* TEXT FOR ANALYSIS:
____

A research team at Cape Breton University is hoping to find organic nanoparticles that will kill any COVID-19 that lands on plastic packaging.
Dr. Beth Mason, CEO of the Verschuren Centre for Sustainability in Energy and the Environment, said her team was already working with organic nanoparticles to make food packaging safer when funding became available for coronavirus research.
Mason said metals and biopolymers found in algae and sea shells could also disable or kill COVID-19, and they could be applied to all kinds of plastic wrapping, not just food packaging.
“I can tell you I’m excited about the prospect of not washing my groceries when I get them home and I suspect a lot of other people would be, too,” she said with a laugh.
Verschuren Centre research is usually funded by industry with a specific goal in mind. Mason said her team is already working with Copol International, a plastic film manufacturer in North Sydney, to make packaging material that breaks down easily after use.
That company won’t necessarily be making antiviral plastic if Mason’s research is successful, but she said the results would likely be patented and then licensed to a manufacturer who could quickly make packaging widely available.

____

* Data extracted from a collection:
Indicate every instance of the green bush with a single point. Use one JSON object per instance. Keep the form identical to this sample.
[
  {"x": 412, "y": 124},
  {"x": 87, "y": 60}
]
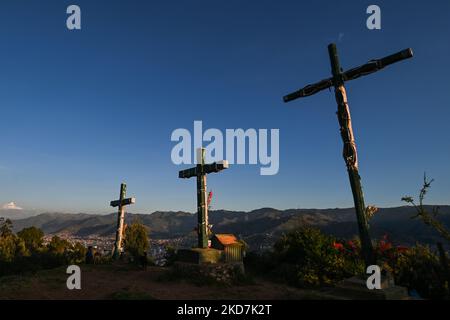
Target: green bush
[
  {"x": 136, "y": 240},
  {"x": 307, "y": 257},
  {"x": 419, "y": 268}
]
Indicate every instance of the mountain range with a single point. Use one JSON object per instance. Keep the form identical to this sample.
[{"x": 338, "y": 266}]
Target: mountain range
[{"x": 260, "y": 228}]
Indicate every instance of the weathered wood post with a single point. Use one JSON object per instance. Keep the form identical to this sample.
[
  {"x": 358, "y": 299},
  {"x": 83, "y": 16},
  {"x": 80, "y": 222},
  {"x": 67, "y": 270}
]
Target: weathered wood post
[
  {"x": 200, "y": 171},
  {"x": 345, "y": 124},
  {"x": 350, "y": 155},
  {"x": 121, "y": 203}
]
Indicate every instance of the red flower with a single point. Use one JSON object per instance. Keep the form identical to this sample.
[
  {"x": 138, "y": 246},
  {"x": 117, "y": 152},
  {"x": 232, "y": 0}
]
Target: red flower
[
  {"x": 402, "y": 249},
  {"x": 338, "y": 246}
]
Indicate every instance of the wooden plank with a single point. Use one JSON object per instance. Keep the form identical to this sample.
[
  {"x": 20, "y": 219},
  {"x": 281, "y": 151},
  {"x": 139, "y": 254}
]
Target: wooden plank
[{"x": 125, "y": 202}]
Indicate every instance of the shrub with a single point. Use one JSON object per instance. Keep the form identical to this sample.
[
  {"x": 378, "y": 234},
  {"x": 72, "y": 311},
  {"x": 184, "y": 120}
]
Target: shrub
[
  {"x": 419, "y": 268},
  {"x": 136, "y": 240},
  {"x": 306, "y": 257}
]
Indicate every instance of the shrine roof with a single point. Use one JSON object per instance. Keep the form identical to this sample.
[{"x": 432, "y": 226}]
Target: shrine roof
[{"x": 226, "y": 238}]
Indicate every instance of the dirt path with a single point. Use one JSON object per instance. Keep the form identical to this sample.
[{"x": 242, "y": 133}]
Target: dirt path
[{"x": 123, "y": 282}]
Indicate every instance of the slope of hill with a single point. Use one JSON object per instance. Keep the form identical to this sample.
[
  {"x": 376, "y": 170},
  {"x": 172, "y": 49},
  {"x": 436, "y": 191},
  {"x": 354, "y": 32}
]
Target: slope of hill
[{"x": 255, "y": 226}]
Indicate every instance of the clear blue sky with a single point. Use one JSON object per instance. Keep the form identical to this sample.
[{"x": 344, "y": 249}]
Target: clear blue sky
[{"x": 82, "y": 111}]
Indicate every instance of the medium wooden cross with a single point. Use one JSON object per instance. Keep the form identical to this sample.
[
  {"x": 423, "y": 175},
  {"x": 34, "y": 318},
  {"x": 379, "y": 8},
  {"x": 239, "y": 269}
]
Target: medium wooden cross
[
  {"x": 121, "y": 203},
  {"x": 343, "y": 114},
  {"x": 200, "y": 171}
]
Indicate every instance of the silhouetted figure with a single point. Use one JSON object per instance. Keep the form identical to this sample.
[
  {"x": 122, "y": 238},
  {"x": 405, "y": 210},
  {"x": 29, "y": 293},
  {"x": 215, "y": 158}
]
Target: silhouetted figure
[
  {"x": 143, "y": 261},
  {"x": 90, "y": 255}
]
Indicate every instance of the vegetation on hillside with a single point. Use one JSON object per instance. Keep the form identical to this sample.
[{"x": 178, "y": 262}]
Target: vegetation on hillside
[{"x": 25, "y": 251}]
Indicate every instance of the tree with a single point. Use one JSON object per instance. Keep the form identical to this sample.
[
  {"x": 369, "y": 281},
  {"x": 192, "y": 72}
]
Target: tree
[
  {"x": 33, "y": 238},
  {"x": 5, "y": 227},
  {"x": 58, "y": 245},
  {"x": 428, "y": 218},
  {"x": 136, "y": 239}
]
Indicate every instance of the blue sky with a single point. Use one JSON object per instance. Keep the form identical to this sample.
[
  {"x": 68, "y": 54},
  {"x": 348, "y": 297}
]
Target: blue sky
[{"x": 84, "y": 110}]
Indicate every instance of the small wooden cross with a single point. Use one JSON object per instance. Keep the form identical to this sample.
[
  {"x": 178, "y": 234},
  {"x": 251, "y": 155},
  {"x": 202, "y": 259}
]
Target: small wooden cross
[
  {"x": 200, "y": 171},
  {"x": 121, "y": 203},
  {"x": 343, "y": 113}
]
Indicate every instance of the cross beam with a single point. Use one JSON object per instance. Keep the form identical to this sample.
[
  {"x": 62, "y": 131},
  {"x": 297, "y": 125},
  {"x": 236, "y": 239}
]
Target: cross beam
[
  {"x": 200, "y": 171},
  {"x": 121, "y": 203},
  {"x": 343, "y": 113}
]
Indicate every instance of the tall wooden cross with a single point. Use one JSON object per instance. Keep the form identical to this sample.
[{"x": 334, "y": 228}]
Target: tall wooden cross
[
  {"x": 343, "y": 114},
  {"x": 121, "y": 203},
  {"x": 200, "y": 171}
]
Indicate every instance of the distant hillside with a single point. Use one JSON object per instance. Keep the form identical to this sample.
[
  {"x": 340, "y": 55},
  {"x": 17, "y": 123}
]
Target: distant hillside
[{"x": 258, "y": 227}]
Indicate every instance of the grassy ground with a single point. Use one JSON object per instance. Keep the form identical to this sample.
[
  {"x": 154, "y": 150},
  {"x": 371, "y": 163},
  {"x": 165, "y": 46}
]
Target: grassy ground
[{"x": 126, "y": 282}]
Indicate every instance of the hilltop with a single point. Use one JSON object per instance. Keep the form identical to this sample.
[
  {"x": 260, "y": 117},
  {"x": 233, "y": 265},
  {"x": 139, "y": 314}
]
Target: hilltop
[{"x": 258, "y": 227}]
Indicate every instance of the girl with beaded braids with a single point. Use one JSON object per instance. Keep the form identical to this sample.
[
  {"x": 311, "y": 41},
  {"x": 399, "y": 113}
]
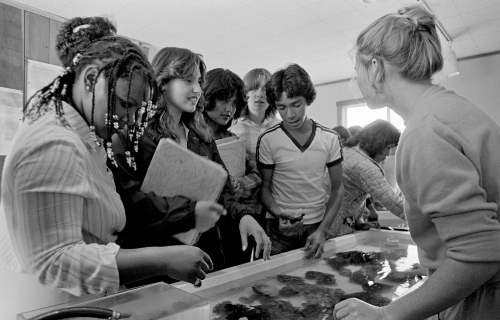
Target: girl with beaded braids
[
  {"x": 180, "y": 74},
  {"x": 61, "y": 207},
  {"x": 447, "y": 168},
  {"x": 224, "y": 93}
]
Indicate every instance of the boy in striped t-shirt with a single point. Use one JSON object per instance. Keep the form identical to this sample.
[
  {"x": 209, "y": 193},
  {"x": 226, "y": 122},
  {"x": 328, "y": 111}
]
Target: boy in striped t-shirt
[{"x": 292, "y": 157}]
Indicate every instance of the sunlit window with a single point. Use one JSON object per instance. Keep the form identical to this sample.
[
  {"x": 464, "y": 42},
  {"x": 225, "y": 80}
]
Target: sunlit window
[{"x": 361, "y": 115}]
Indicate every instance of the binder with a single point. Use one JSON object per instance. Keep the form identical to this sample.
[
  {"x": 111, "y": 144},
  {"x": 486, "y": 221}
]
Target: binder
[{"x": 175, "y": 170}]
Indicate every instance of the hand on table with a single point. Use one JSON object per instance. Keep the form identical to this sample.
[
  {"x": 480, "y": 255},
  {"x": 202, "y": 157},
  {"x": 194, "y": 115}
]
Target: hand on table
[
  {"x": 249, "y": 226},
  {"x": 355, "y": 309},
  {"x": 314, "y": 244}
]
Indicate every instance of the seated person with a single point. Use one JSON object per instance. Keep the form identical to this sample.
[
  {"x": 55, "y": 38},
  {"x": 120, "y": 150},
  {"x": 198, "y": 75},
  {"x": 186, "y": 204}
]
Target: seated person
[
  {"x": 292, "y": 158},
  {"x": 224, "y": 93},
  {"x": 364, "y": 177}
]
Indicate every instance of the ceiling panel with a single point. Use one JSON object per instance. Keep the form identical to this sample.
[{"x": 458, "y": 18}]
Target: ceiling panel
[{"x": 244, "y": 34}]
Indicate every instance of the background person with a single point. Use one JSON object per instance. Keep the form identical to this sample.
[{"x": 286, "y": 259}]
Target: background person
[
  {"x": 363, "y": 176},
  {"x": 63, "y": 223}
]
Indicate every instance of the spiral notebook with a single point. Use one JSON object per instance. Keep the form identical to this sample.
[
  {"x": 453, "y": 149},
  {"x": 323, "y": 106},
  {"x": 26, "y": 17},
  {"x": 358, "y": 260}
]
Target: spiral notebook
[{"x": 175, "y": 170}]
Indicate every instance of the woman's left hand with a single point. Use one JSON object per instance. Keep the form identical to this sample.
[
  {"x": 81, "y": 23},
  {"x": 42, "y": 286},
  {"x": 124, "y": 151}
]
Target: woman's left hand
[
  {"x": 249, "y": 226},
  {"x": 355, "y": 309}
]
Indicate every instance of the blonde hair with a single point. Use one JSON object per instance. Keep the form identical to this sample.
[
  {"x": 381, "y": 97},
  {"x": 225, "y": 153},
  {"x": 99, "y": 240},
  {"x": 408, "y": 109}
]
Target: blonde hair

____

Reproduce, word for word, the stretch of the article on antiviral packaging from "Mason said metals" through "just food packaging.".

Mason said metals and biopolymers found in algae and sea shells could also disable or kill COVID-19, and they could be applied to all kinds of plastic wrapping, not just food packaging.